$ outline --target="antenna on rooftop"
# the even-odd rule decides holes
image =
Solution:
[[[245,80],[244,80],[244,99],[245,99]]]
----
위 기록의 모든 줄을 번호 매긴 목록으로 바꿔 쓰세요. 빈 줄은 빼세요.

- _전체 결과_
1. $ outline --target="antenna on rooftop"
2. # the even-odd rule decides holes
3. image =
4. Solution:
5. [[[245,80],[244,80],[244,99],[245,99]]]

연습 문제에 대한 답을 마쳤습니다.